### Your instructions
Copy out word for word the line with "[locate] the ski trail" and the lines that follow it in the listing below, up to the final one.

### Given records
==============================
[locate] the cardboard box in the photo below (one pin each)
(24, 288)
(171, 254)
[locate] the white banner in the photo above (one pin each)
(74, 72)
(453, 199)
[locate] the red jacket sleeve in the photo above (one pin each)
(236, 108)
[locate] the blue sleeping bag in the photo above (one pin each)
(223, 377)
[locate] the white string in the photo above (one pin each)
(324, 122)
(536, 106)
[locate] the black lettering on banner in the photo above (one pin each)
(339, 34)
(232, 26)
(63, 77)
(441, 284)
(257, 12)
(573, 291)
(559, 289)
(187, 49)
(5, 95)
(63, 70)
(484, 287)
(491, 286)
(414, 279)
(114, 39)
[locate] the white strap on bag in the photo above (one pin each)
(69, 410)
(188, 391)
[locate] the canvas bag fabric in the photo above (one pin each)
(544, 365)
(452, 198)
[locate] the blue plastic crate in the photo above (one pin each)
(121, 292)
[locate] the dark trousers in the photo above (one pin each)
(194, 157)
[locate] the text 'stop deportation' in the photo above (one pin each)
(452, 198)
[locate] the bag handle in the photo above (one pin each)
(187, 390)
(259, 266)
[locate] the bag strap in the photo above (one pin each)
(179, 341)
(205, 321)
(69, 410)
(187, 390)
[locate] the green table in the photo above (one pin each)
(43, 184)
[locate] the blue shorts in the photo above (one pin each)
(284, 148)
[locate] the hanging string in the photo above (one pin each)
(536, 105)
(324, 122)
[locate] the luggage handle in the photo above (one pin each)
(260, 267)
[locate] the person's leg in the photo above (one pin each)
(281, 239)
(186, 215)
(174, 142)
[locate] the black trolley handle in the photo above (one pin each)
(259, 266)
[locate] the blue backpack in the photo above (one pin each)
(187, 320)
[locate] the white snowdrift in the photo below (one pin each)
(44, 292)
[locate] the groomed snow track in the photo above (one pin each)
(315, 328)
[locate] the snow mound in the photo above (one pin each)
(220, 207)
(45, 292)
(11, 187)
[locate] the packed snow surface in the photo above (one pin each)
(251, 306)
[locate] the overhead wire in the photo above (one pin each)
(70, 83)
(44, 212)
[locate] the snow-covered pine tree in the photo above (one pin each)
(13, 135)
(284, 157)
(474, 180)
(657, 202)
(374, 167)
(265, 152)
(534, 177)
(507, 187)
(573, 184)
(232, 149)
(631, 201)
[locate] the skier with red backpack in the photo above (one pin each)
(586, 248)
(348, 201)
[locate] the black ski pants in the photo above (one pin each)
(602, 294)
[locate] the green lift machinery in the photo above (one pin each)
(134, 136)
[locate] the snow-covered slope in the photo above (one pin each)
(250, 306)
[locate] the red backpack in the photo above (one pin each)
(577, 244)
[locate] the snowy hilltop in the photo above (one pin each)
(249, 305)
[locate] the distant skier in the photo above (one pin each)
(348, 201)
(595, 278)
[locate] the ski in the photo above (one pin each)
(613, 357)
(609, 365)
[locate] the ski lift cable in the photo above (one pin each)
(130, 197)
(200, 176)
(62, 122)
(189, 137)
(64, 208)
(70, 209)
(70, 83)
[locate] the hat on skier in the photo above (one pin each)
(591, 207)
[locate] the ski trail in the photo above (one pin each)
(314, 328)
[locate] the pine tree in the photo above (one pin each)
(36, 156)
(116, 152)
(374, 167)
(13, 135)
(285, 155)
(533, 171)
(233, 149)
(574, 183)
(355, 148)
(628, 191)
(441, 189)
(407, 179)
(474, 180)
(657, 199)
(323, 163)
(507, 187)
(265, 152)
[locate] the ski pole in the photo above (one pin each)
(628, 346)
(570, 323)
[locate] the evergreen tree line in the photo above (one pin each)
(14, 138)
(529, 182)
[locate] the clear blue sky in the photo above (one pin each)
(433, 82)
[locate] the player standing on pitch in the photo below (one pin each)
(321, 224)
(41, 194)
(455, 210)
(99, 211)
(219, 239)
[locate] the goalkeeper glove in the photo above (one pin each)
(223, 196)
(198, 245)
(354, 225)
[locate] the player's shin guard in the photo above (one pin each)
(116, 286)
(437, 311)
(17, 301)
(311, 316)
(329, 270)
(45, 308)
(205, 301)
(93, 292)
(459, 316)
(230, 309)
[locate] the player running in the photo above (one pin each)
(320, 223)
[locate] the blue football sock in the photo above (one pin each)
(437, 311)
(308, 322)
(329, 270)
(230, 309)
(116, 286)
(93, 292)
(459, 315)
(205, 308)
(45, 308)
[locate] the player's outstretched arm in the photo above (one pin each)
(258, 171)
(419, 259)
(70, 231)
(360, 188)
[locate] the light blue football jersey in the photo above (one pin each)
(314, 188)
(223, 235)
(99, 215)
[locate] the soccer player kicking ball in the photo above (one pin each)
==============================
### Response box
[locate] the ski trail in the photo above (one pin each)
(314, 328)
[locate] the pine tree in the photo above (one pin each)
(36, 156)
(116, 152)
(374, 167)
(13, 135)
(285, 155)
(533, 171)
(233, 149)
(574, 183)
(355, 148)
(628, 191)
(441, 189)
(407, 179)
(474, 180)
(657, 199)
(323, 163)
(507, 187)
(265, 152)
[locate] the ski pole in the photo above (one pin each)
(628, 346)
(570, 323)
[locate] the evergreen tree line in the photo above (one pin each)
(14, 138)
(529, 182)
[locate] the clear blue sky in the photo above (one pin each)
(433, 82)
[locate] the player standing on pitch in the photo below (one pin each)
(321, 224)
(41, 194)
(455, 210)
(99, 211)
(219, 239)
[locate] the goalkeeper glove in the photo above (one pin each)
(223, 196)
(198, 245)
(354, 225)
[locate] the player's shin guard in the photo above (one pin each)
(116, 286)
(437, 311)
(17, 301)
(311, 316)
(329, 270)
(45, 308)
(205, 301)
(93, 292)
(459, 316)
(230, 309)
[locate] the player running in the photo above (one pin each)
(320, 223)
[locate] the blue football sock in the photo above (one pin each)
(437, 311)
(308, 322)
(329, 270)
(230, 309)
(116, 286)
(93, 292)
(459, 315)
(205, 308)
(45, 308)
[locate] the player's outstretched arm in the photo above (one pin each)
(258, 171)
(419, 259)
(70, 231)
(360, 188)
[locate] the light blue football jersey in the photo above (one pin each)
(314, 188)
(223, 235)
(99, 215)
[locate] the soccer player kicking ball in the photo above (one pin each)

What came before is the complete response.